— TO DO —
Copy the entries from the very beginning down through the line that contains "pixel 812 542", swapping "drop one marker" for "place a single marker" and changing nothing else. Leave out the pictures.

— DATASET ROWS —
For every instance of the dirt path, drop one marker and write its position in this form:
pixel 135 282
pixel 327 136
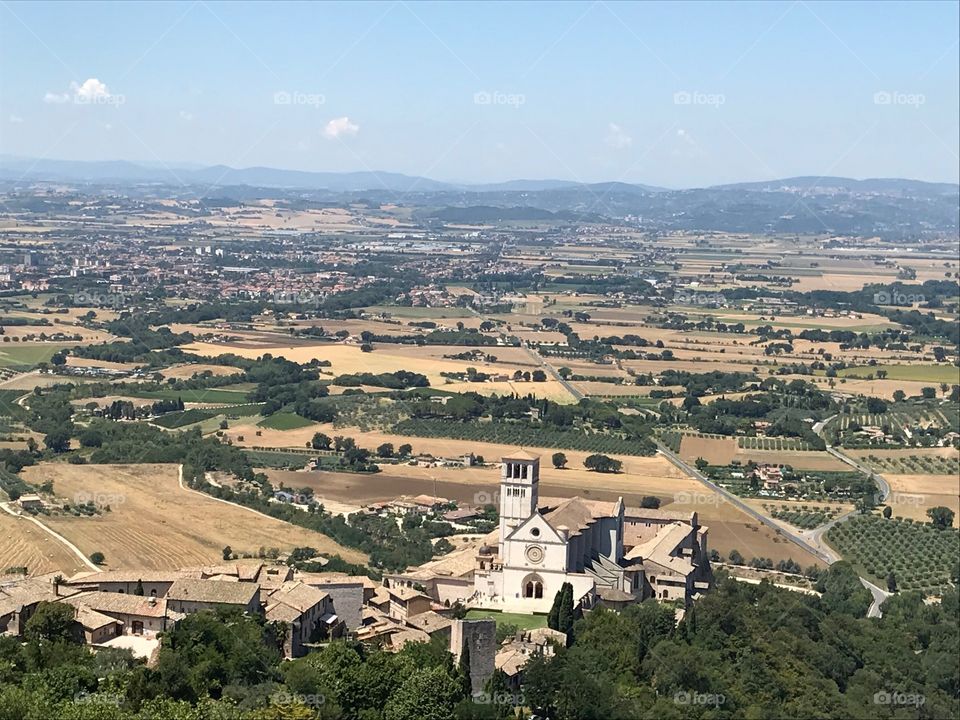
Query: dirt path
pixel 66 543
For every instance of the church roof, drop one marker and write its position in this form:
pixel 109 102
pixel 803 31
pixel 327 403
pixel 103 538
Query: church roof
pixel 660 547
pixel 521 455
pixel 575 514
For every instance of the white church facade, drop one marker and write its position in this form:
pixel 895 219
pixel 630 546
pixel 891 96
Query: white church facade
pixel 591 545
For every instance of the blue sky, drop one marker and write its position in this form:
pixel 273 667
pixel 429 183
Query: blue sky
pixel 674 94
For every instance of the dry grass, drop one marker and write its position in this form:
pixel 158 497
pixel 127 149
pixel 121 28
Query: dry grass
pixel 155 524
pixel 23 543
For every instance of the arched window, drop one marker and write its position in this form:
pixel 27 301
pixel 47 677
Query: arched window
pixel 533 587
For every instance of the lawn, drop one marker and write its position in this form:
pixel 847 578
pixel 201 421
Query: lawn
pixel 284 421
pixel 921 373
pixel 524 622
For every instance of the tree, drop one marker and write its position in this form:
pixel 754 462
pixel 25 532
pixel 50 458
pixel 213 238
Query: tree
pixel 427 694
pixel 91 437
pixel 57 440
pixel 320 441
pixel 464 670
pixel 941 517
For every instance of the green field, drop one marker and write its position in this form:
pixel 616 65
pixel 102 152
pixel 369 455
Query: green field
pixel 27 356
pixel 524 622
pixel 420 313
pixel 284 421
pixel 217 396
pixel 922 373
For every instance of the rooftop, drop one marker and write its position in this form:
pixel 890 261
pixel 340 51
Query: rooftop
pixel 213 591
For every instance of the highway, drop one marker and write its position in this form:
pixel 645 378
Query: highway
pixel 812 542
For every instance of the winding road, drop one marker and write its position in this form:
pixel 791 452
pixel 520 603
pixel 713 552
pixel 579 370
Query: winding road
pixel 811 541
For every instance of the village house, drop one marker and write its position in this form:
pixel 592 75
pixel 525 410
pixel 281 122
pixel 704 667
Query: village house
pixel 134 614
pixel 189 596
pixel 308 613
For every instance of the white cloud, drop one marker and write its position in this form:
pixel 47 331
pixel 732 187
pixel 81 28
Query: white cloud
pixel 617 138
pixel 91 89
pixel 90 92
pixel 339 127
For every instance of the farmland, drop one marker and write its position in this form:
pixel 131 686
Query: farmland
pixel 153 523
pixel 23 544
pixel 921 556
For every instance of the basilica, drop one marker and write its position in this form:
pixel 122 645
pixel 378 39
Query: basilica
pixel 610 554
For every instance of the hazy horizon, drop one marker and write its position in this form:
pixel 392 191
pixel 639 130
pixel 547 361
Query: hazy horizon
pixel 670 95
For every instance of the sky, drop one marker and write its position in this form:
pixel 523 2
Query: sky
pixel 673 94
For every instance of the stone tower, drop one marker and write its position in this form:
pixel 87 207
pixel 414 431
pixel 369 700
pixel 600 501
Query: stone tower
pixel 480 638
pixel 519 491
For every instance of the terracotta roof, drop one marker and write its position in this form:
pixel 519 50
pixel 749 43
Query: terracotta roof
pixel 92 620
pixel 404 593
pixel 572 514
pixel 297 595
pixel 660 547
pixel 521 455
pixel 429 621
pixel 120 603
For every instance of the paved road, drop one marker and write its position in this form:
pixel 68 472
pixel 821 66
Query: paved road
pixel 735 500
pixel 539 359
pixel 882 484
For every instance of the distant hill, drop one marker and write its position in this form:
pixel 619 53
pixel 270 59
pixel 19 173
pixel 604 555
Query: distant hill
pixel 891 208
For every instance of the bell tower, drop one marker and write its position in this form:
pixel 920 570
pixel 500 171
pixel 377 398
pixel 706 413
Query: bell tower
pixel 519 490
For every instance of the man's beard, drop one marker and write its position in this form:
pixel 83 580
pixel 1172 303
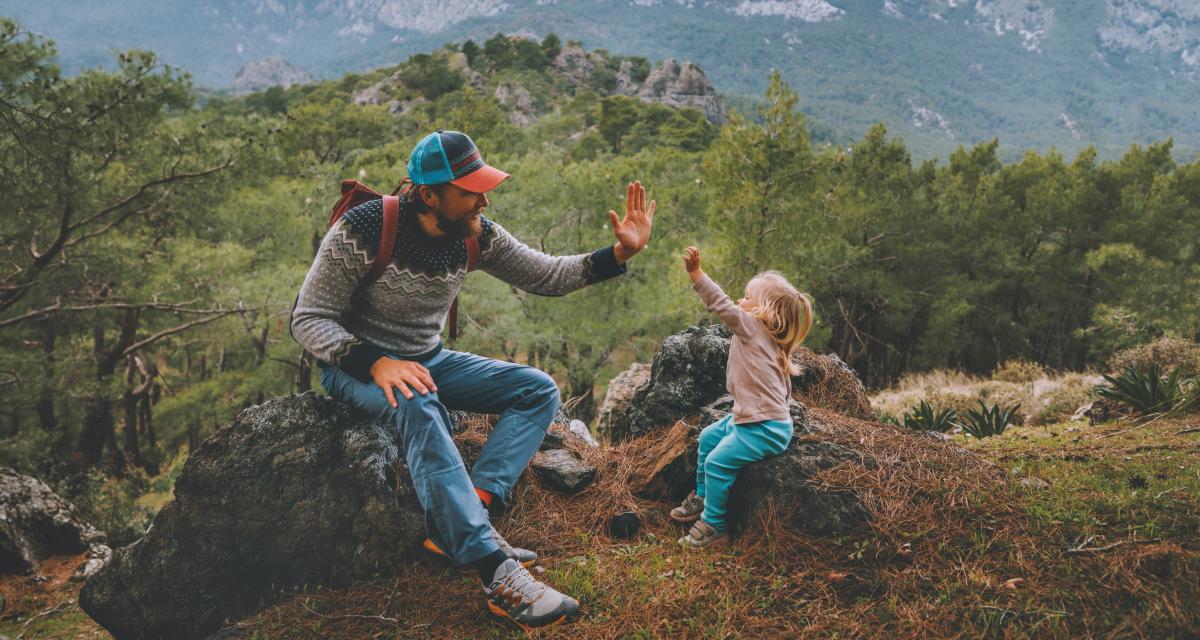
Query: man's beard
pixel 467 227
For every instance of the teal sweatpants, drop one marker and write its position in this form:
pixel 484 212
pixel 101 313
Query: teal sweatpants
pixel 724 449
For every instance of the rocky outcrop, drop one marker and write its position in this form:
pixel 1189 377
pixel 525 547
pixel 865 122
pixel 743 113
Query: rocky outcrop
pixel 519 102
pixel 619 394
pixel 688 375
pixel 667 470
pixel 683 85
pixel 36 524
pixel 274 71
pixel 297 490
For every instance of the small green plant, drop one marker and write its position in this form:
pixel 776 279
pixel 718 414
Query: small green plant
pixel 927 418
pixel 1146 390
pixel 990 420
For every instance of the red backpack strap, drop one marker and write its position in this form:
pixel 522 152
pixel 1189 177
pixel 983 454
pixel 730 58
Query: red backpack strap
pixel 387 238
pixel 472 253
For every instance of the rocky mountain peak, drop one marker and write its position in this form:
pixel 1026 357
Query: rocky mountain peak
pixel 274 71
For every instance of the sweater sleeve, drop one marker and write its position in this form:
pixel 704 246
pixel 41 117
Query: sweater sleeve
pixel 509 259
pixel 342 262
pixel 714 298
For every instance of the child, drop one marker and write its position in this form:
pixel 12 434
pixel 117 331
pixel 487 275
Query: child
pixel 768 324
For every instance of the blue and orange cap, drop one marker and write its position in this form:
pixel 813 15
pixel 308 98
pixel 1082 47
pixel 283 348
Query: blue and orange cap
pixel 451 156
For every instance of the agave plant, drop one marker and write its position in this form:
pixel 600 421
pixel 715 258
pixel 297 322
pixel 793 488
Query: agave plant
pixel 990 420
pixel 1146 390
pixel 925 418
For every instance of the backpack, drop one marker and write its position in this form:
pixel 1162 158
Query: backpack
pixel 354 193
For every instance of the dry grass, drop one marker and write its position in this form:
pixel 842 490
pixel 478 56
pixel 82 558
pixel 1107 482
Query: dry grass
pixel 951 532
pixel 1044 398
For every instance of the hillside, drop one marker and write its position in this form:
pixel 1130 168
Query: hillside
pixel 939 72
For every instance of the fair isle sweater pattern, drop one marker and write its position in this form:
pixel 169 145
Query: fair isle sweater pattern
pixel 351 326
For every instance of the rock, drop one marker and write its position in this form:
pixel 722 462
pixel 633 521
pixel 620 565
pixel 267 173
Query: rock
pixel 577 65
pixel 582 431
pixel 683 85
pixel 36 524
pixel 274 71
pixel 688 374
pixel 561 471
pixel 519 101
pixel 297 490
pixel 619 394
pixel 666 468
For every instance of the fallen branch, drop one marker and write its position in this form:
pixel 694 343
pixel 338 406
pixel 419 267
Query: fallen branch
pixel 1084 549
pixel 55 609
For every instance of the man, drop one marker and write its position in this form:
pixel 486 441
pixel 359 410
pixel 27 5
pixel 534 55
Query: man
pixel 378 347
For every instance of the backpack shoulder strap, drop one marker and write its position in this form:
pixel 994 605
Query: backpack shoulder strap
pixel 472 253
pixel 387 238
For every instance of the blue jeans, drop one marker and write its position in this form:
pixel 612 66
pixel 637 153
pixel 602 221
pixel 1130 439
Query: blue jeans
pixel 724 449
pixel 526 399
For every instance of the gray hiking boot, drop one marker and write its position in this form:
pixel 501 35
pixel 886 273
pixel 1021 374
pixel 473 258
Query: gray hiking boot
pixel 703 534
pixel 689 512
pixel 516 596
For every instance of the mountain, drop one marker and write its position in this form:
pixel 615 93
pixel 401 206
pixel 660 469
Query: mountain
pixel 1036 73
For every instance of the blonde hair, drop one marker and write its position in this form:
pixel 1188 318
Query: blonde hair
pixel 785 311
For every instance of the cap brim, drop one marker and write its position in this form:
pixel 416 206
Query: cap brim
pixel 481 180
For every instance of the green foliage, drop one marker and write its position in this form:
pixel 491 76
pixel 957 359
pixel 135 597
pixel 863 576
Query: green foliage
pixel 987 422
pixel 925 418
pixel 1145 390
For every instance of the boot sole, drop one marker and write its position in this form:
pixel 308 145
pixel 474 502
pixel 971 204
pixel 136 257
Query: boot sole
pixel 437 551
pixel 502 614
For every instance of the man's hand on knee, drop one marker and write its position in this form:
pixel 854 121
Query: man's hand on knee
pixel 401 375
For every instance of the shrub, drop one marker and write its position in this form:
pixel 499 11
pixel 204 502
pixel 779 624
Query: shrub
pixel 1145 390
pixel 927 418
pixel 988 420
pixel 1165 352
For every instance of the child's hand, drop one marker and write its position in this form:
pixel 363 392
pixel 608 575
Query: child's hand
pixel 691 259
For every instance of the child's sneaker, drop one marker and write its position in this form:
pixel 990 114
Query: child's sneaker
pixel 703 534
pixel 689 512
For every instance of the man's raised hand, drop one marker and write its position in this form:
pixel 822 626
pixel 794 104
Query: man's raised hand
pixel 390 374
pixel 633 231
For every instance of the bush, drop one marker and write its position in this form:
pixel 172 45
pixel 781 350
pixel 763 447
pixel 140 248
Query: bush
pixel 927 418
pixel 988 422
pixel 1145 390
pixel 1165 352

— ANSWER TO THIS PROBLEM —
For every instance of the dirt path, place a single marker and write its position in this form:
pixel 135 282
pixel 327 136
Query: dirt path
pixel 66 543
For every instance of the church roof, place a single marker and write its position in this form:
pixel 109 102
pixel 803 31
pixel 327 403
pixel 103 538
Query: church roof
pixel 660 547
pixel 521 455
pixel 575 514
For every instance of the white church facade, place a single marker and write its position in this form:
pixel 895 219
pixel 630 546
pixel 891 96
Query: white church facade
pixel 591 545
For every instance of the blue sky, place a single marker and write its position in this form:
pixel 273 667
pixel 429 183
Query: blue sky
pixel 674 94
For every instance of the dry grass, place a single marker and write its position in this form:
pixel 158 497
pixel 127 149
pixel 121 28
Query: dry grass
pixel 155 524
pixel 23 543
For every instance of the arched window, place a single marker and write its position in this form:
pixel 27 301
pixel 47 677
Query: arched window
pixel 533 587
For every instance of the lawn, place a single marker and write its position in this form:
pixel 847 578
pixel 201 421
Query: lawn
pixel 284 421
pixel 921 373
pixel 524 622
For every instance of the tree, place a single marker and write its position in this form:
pixel 754 462
pixel 25 532
pixel 50 458
pixel 213 238
Query: tree
pixel 427 694
pixel 91 437
pixel 57 440
pixel 320 441
pixel 464 670
pixel 941 517
For every instance of the green field, place a single marker and write its position in this form:
pixel 616 65
pixel 102 152
pixel 369 455
Query: green field
pixel 27 356
pixel 524 622
pixel 420 313
pixel 284 421
pixel 217 396
pixel 922 373
For every instance of the rooftop, place a single marker and write its position in this form:
pixel 890 261
pixel 340 51
Query: rooftop
pixel 213 591
For every instance of the highway, place a single marker and write its position in this form:
pixel 645 378
Query: highway
pixel 812 542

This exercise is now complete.